--- BEGIN ---
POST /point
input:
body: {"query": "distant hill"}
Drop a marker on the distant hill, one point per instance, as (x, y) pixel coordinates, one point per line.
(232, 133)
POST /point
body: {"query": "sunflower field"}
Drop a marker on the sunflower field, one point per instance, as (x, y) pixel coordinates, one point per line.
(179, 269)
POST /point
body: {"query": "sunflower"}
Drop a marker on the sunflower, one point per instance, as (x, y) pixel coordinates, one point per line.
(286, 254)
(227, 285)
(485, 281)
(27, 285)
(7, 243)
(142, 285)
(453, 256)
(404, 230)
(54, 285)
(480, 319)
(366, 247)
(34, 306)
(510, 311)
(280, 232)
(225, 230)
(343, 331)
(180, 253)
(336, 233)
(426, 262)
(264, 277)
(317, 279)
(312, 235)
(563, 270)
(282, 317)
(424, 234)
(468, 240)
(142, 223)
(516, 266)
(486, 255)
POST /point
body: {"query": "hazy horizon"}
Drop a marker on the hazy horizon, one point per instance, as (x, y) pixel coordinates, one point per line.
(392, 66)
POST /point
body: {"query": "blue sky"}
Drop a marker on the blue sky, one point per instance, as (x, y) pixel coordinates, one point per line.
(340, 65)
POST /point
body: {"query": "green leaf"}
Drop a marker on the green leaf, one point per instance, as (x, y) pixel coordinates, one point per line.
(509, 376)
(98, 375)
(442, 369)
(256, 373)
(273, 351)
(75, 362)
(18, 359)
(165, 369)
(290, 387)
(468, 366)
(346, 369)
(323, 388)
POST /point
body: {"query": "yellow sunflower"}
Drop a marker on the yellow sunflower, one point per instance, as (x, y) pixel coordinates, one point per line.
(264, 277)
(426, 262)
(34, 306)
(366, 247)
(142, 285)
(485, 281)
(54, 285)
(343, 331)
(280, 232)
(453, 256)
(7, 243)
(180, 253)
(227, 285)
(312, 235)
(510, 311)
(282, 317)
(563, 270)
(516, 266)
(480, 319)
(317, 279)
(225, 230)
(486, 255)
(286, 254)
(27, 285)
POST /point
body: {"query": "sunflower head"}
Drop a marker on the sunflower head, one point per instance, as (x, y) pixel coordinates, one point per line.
--- END ---
**WHAT YOU HAVE TO DO:** Your task is to return the full listing exactly as it was given.

**SOLUTION:**
POST /point
input:
body: {"query": "distant hill"}
Drop a marker on the distant hill, one point per instance, as (x, y) pixel coordinates, one point per line.
(232, 133)
POST /point
body: {"query": "sunflower field"}
Drop a marker on the sunflower field, one point per instance, as (x, y) pixel coordinates, one point per line.
(179, 269)
POST /point
body: {"query": "sunflower"}
Drop a marker on the sunflower, one point per instance, as (x, y) pixel coordinates, one point per line.
(286, 254)
(227, 285)
(485, 281)
(27, 285)
(7, 243)
(142, 285)
(453, 256)
(404, 230)
(54, 285)
(480, 319)
(366, 247)
(34, 306)
(510, 311)
(280, 232)
(225, 230)
(343, 331)
(180, 253)
(336, 233)
(426, 262)
(264, 277)
(317, 279)
(312, 235)
(563, 270)
(282, 317)
(424, 234)
(468, 240)
(142, 223)
(516, 266)
(486, 255)
POST /point
body: {"query": "hazy horizon"}
Drop a marker on the hazy horizon, one point per instance, as (x, y) pixel coordinates, one point per line.
(392, 66)
POST /point
body: {"query": "blue sky"}
Drop a marker on the blue sky, one point per instance, as (x, y) pixel coordinates, one point per line.
(340, 65)
POST /point
body: {"query": "green leaf"}
Drop a marker on the green leaf, one point per instance, as (x, y) pixel coordinates, one point per line.
(509, 376)
(98, 375)
(442, 369)
(256, 373)
(273, 351)
(75, 362)
(18, 359)
(165, 369)
(290, 387)
(468, 366)
(346, 369)
(323, 388)
POST /point
body: {"query": "yellow sunflower"}
Drop a marker on the yellow sunflower, one point per instance, as (x, y) pixel coordinates, one point per line.
(264, 277)
(426, 262)
(34, 306)
(366, 247)
(142, 285)
(485, 281)
(54, 285)
(343, 331)
(280, 232)
(453, 256)
(7, 243)
(180, 253)
(227, 285)
(312, 235)
(510, 311)
(282, 317)
(563, 270)
(516, 266)
(480, 319)
(317, 279)
(225, 230)
(486, 255)
(286, 254)
(27, 285)
POST /point
body: {"query": "sunflower head"}
Drop a marker on the sunflower head, one point per instance, as (x, y) pixel coordinates, one point per line.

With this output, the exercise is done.